(Stated problem 1):
Collect every line of the records that contains the string "ground", and note that case counts.

(Given text):
Nevertheless, using Paul’s theory of Oregon cuisine, Oregon’s bounty of U-Pick produce farms, farm stands, and now CSA’s is an example of what we can do to promote our regional cuisine.  In short: if Oregon’s cuisine relies on its ingredients, then we need to make sure that those ingredients are available to both chefs and the public.  Paul is promoting the James Beard Public Market in downtown Portland precisely to encourage this farm-to-table, regional Oregon food system.

 


With this definition of Oregon cuisine in mind, through a truly Oregonian method, my parents recently acquired a beautiful, freshly-caught Chinook salmon.  Fishermen of the Yakama, Warm Springs, Nez Perce, Umatilla, and Chinook tribes in the mid 19th century signed a treaty with the US government so that they could maintain their right to fish their traditional waters for salmon and other fish.  Today, this fish is sold in parking lots up and down the Columbia River, most often at Cascade Locks under the Bridge of the Gods.

The ten-pound fish was too much for my parents to eat in one go, so they portioned it and froze filets. To our delight, David and I now get to benefit from them.  Tonight, on the back deck, we enjoyed broiled salmon, lightly seasoned with olive oil, salt, and pepper and crispy brown on the edges.  I served it with sauteed zucchini and onion slices and some boiled potatoes tossed in butter and dill.  For the occasion, we opened a bottle of Hogue Cabernet Sauvignon, so you could argue that the majority of our meal came straight from the Columbia River Gorge.  It doesn’t get much more Oregonian than that!

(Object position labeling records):
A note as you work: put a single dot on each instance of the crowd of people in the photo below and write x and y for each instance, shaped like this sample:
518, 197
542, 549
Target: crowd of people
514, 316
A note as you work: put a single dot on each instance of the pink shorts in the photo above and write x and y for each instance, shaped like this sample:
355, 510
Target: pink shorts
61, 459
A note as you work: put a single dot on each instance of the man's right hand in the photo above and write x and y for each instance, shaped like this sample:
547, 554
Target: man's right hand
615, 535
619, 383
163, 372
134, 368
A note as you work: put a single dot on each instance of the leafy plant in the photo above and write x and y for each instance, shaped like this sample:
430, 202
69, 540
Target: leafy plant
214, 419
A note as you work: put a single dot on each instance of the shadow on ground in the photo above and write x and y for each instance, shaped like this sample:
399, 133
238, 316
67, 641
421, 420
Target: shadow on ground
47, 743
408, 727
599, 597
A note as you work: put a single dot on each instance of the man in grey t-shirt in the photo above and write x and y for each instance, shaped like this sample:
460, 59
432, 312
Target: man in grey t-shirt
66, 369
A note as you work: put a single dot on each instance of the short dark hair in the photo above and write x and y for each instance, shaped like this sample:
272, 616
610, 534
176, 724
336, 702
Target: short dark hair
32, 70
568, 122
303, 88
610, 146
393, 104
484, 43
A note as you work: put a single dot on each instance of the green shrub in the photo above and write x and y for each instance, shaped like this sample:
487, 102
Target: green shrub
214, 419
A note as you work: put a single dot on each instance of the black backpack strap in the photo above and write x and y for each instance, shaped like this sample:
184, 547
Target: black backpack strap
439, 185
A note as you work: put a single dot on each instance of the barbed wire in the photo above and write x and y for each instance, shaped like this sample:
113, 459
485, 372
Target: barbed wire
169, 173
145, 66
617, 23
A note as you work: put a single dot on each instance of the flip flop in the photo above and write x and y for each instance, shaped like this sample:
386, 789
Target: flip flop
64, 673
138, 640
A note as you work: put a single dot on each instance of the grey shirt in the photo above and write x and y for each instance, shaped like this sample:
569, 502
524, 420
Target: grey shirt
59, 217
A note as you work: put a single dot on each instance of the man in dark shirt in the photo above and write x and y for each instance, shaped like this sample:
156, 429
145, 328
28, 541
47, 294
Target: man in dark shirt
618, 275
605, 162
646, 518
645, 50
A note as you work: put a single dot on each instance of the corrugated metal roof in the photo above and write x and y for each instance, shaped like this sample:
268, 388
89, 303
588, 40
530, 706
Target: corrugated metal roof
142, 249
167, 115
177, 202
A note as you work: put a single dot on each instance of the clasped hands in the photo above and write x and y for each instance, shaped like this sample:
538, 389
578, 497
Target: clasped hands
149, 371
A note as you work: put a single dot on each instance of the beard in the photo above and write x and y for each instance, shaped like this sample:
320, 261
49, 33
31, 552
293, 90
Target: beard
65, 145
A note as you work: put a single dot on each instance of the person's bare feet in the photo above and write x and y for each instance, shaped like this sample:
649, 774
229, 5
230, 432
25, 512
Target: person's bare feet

(Stated problem 2):
Please say whether each statement agrees with the Oregon salmon text, answering yes or no and quoting the deciding words: (a) The salmon weighed ten pounds. (b) The salmon was grilled. (c) The fish is most often sold at Cascade Locks.

(Task solution 1):
A note as you work: put a single dot on each instance of the shadow on ground in the photo above and write x and y for each instance, shaped like this sample:
Target: shadow on ground

(Task solution 2):
(a) Yes: "The ten-pound fish was too much for my parents to eat in one go"
(b) No: "we enjoyed broiled salmon"
(c) Yes: "most often at Cascade Locks under the Bridge of the Gods"